> _DOCUMENT EXCERPT_
####################

Microgrids (MGs) are medium or low voltage distribution networks that comprise distributed generations, electrical loads, and energy storage systems [1,2]. A Microgrid Operator (MGO) aims to achieve stable and efficient operation of the MG through the proper use of the available resources [3,4]. In particular, in the grid-connected mode, a MGO can participate in the electricity market to buy or sell energy to maintain the balance between supply and demand of the MG in a most economical way [5,6]. Recently, much research has been conducted on establishing an optimal bidding strategy for the MGO in charge of operating MGs with high penetration of Renewable Distributed Generation (RDG) systems, the so-called renewable MGs [7,8,9,10,11]. Stochastic approaches have been commonly used in the relevant research [7,8,9,10,11] to obtain an optimal bidding strategy for renewable MGs, because RDGs produce significantly uncertain and variable output compared to conventional generators. Optimal bidding and operation strategies are derived in [7,8,9,10,11] to minimize expected operating costs through a stochastic approach considering the uncertainties in the outputs of Wind Turbines (WTs) or Photovoltaics (PVs), and demand. In particular, the previous approaches in [7,8,9] focus on the scheduling of dispatchable resources in the MG rather than strategic bidding of the MGO in the electricity market. Further in [10,11], the MGO considers the imbalance cost caused by the difference between the submitted bid and the actual power flow in the line connecting the main grid and MG. In [11], a tradeoff between maximizing the expected operating profit of the MG and reducing the risk of low expected operating profit in unfavorable scenarios is considered to develop a bidding strategy for the MGO. Furthermore, in [11] it is shown that the MGO can increase its profit by utilizing demand response as an additional controllable resource.

####################

> _EXTRACTED ENTRIES_
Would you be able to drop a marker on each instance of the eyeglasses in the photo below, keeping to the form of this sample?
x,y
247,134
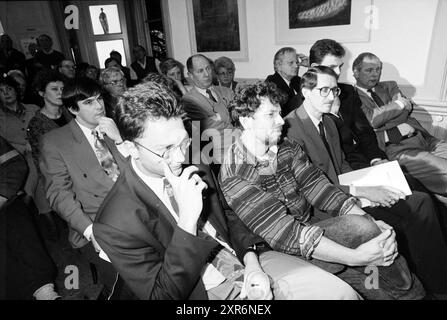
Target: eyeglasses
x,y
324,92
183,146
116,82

####################

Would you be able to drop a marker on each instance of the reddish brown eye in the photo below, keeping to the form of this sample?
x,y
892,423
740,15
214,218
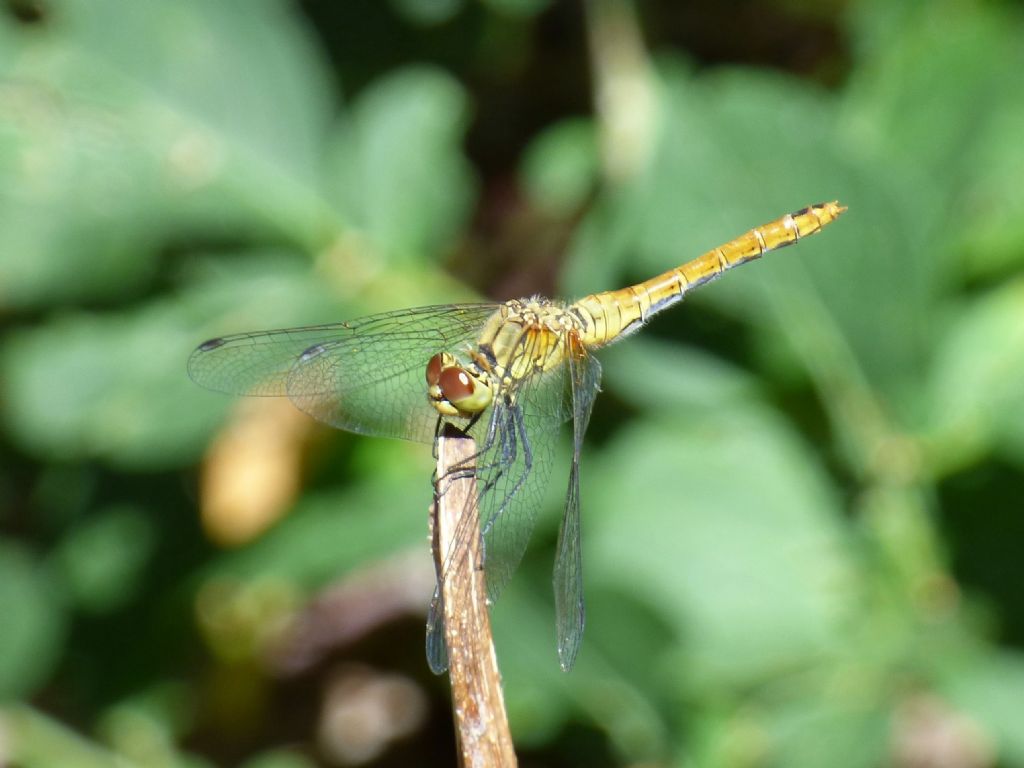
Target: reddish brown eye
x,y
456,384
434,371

####################

> _THE REQUEST_
For each statement, say yes or no depending on whether the microgrid text supports it, and quote the text's exact words that settle it. 1. Renewable distributed generation gives output that is less uncertain than conventional generators. 2. In grid-connected mode, a microgrid operator can buy or sell energy in the electricity market. 3. A microgrid operator can raise its profit by using demand response as an extra resource it can control.

> _PROBLEM SOLUTION_
1. No: "RDGs produce significantly uncertain and variable output compared to conventional generators."
2. Yes: "in the grid-connected mode, a MGO can participate in the electricity market to buy or sell energy."
3. Yes: "the MGO can increase its profit by utilizing demand response as an additional controllable resource."